- Texte extrait
══════

L’esprit dont je cherche à faire le portrait ne consiste pas essentiellement dans le choix des mots, mais dans les alliances des mots : de même du choc des idées jaillit la lumière. Il y a des mots qui, bien mis en leur place, ont des sens inattendus ; le sens primitif a complètement disparu, il reste une observation fine, chatoyante, témoignant d’une attention délicate de l’esprit, mais complètement indépendante de l’expression. Les mots n’empruntent leur éclat momentané qu’à un souvenir, une comparaison ; ils ressemblent à ces mannequins dont on peut faire à volonté des empereurs ou des bergers. C’est dans le rapprochement qui apparaît soudainement dans la pensée que consiste l’esprit : l’étincelle jaillit entre la pensée de l’écrivain et celle du lecteur, comme entre deux nuages électrisés.

M. Taine a dit dans son livre sur l’Angleterre que les Anglaises avaient deux mains gauches. Voilà une étrange chose ! Comment expliquer cette invraisemblance ? ou c’est absurde, ou c’est très parisien.

══════

- Données sources

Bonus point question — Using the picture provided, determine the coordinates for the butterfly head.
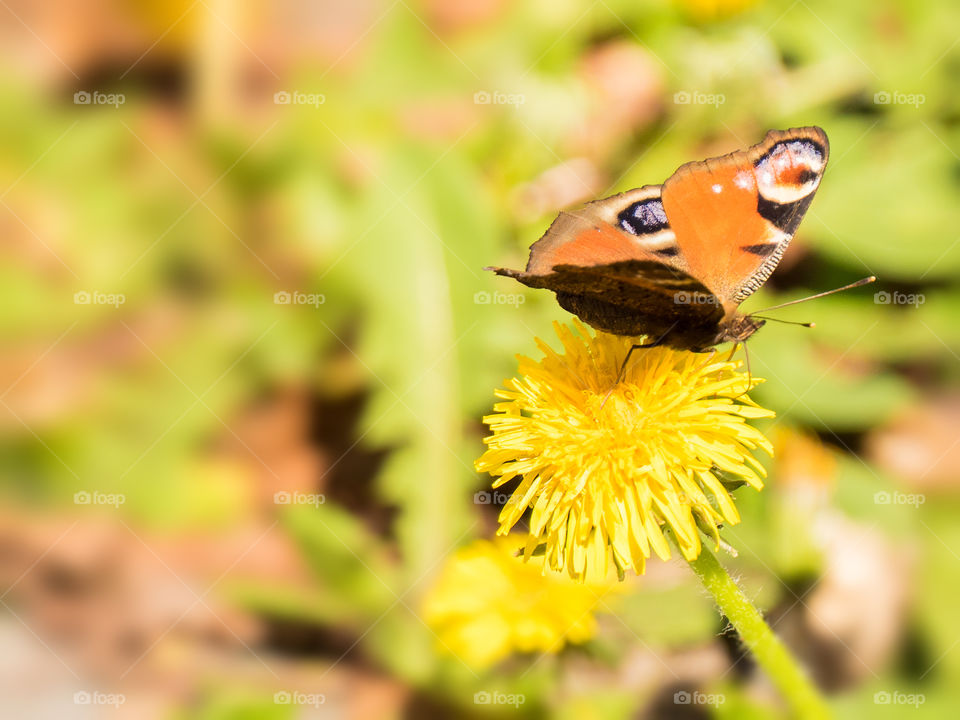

══════

- Objectif de la tâche
Recopiez mot pour mot le passage du texte sur l’esprit ci-dessus qui va de « M. Taine a dit » jusqu’à « c’est très parisien. » inclus.

- Réponse à la tâche
M. Taine a dit dans son livre sur l’Angleterre que les Anglaises avaient deux mains gauches. Voilà une étrange chose ! Comment expliquer cette invraisemblance ? ou c’est absurde, ou c’est très parisien.